### Data records
%%

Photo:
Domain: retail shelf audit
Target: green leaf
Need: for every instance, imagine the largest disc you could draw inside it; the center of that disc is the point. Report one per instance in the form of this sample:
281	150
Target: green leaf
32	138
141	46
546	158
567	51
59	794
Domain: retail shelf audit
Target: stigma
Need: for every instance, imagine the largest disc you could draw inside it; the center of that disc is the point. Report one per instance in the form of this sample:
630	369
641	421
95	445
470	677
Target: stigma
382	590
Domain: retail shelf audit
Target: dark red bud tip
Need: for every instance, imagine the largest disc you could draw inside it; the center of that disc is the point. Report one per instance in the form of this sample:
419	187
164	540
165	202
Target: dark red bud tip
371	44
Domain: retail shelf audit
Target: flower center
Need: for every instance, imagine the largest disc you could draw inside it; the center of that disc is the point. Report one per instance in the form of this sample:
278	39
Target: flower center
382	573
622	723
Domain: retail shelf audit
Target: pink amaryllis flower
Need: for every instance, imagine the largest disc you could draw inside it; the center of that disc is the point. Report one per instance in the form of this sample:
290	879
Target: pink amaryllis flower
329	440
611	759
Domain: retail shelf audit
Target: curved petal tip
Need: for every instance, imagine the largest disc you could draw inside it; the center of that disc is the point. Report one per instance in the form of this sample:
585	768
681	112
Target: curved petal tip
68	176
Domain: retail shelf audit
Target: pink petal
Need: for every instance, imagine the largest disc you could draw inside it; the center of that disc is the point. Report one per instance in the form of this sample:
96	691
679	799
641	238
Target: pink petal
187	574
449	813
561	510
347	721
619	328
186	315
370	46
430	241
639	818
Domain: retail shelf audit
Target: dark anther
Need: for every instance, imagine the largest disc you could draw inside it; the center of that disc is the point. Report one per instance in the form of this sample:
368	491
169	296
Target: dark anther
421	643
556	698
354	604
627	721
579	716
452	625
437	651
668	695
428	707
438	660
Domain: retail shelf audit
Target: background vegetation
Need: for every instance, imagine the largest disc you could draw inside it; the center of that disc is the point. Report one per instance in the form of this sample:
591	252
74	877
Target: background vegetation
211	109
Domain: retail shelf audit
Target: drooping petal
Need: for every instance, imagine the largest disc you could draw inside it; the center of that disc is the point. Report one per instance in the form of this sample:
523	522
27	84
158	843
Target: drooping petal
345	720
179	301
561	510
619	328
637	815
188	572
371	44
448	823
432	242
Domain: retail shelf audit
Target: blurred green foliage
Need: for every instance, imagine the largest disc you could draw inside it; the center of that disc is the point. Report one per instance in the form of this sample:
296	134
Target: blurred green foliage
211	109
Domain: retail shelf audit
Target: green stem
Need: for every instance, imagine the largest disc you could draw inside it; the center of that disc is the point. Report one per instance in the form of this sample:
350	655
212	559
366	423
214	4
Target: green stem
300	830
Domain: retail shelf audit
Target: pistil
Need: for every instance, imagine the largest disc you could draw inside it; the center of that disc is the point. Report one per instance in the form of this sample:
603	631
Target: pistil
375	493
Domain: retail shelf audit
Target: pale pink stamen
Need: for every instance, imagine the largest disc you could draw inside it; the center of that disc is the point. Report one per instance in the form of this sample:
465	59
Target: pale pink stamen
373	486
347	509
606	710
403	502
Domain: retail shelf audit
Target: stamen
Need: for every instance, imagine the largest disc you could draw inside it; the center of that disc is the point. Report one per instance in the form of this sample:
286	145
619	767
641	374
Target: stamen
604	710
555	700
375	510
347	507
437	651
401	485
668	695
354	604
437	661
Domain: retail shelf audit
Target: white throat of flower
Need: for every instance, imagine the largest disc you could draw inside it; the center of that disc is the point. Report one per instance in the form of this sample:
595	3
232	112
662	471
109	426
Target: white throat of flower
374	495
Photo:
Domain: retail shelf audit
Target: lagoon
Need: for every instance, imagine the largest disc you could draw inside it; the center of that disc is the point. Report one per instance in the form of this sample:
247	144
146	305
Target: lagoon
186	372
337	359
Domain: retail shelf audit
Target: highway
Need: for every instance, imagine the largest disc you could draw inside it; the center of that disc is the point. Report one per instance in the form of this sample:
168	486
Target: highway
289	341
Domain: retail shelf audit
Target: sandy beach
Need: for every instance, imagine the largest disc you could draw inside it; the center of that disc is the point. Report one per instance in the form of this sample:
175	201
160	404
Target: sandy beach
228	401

%%

### Task prompt
Retype the whole listing above exactly as it appears.

### Solution below
Photo:
Domain: retail shelf audit
Target: green leaf
Need: for every instance, imagine the largest disc you could draw inside it; the center of that disc is the point. Report one per instance in the form of this sample:
281	150
Target: green leaf
32	138
141	46
546	158
567	51
59	794
Domain: retail shelf audit
Target: stigma
Need: for every instance, imagine the largest disc you could draw inside it; the center of that disc is the point. Report one per instance in the form of this sample:
630	369
641	421
95	445
470	677
Target: stigma
382	590
Domain: retail shelf audit
Target: dark red bud tip
Need: for every instance, imagine the largest disc you could draw inside it; the center of that disc is the point. Report one per instance in the form of this sample:
419	187
164	540
165	202
Target: dark red bud tip
371	44
Domain: retail shelf audit
Target: flower center
Need: for every instance, imagine the largest disc you could draw inside it; the center of that disc is the point. Report one per instance in the form of this sample:
278	39
Target: flower center
382	573
622	723
Domain: retail shelf audit
Target: pink amaryllis flower
Need: for every instance, imagine the largest disc you could draw inside it; the center of that disc is the point. Report one per instance in the form of this sample:
290	879
Target: pink amaryllis flower
329	440
611	759
Domain: retail shelf audit
Target: curved petal tip
Need: for every instance, imagine the largest disc you could draw inside it; the center of that disc is the point. Report one per instance in the form of this sample:
585	768
681	112
Target: curved petal tip
68	176
Domain: retail shelf audit
Target: pink petal
Need: for every instance, imagine the largest disc you could draw inside it; the center of that disc is the point. Report one per instance in the form of this sample:
96	691
679	799
641	238
Target: pink petal
187	574
449	813
561	510
347	721
619	328
186	315
370	46
430	241
639	818
Domain: retail shelf audit
Target: dark anther
Need: for every instance, imagine the largest disc you could draw inside it; the center of that disc is the point. Report one per instance in the form of this sample:
368	491
169	296
Target: dark anther
421	643
556	698
354	604
627	721
579	716
452	625
437	651
668	695
428	707
438	660
Domain: retail shelf audit
Target: background vegetation
Need: for every instance, imagine the largest disc you could draw inside it; the center of that disc is the point. Report one per instance in the form of this sample:
591	252
74	877
Target: background vegetation
211	109
Domain: retail shelf audit
Target: drooping petal
Need: for every instance, imagine the largest disc you could draw inside it; the center of that disc is the point. Report one per instance in the form of this sample:
523	522
27	84
158	843
Target: drooping petal
345	720
179	301
561	510
619	328
637	815
188	572
371	44
448	823
432	242
Domain: retail shelf audit
Target: blurred green foliage
Need: for every instance, imagine the largest disc you could draw inside it; the center of that disc is the point. Report one per instance in the form of this sample:
296	134
Target: blurred green foliage
211	109
Domain: retail shelf audit
Target: green stem
Need: for every instance, imagine the largest disc you could draw inside it; the center of that disc is the point. Report one per instance in the form of this sample:
350	655
212	559
366	423
214	4
Target: green stem
300	830
Domain: retail shelf audit
Target: pistil
Need: for every instance, imagine the largest disc you could draw inside it; the center of that disc is the point. Report one per instance in the form of this sample:
603	631
Target: pistil
375	493
Domain: retail shelf audit
Target: pale pink stamen
Need: for every instance, imagine the largest disc you could draw inside it; the center of that disc is the point. Report one per instance in the form of this sample:
465	59
Target: pale pink stamen
373	486
347	509
606	710
403	502
Domain: retail shelf audit
Target: stamen
Need: for every instance, imagine the largest disc you could draw inside it; the center of that disc is the point. Report one per instance in the form of this sample:
286	145
619	767
641	374
Target: stamen
604	710
555	700
375	510
347	507
437	651
401	485
668	695
354	604
437	661
Domain: retail shelf audit
Target: white throat of flower
Need: for every instance, imagine the largest disc you could draw inside it; the center of that disc is the point. Report one per instance in the form of this sample:
595	3
232	112
662	471
109	426
Target: white throat of flower
374	495
Photo:
Domain: retail shelf audit
Target: lagoon
Need: for every instance, imagine the largest disc you could draw inside it; the center of that disc is the point. Report one per instance in the form of this sample:
247	144
146	305
Target: lagoon
186	372
337	359
Domain: retail shelf audit
Target: highway
Need: for every instance, imagine the largest disc you could draw inside it; the center of that disc is the point. Report one per instance in the form of this sample:
168	486
Target: highway
289	341
Domain: retail shelf audit
Target: sandy beach
Need: for every instance, imagine the largest disc you could draw inside it; the center of that disc is the point. Report one per instance in the form of this sample:
175	201
160	404
Target: sandy beach
228	401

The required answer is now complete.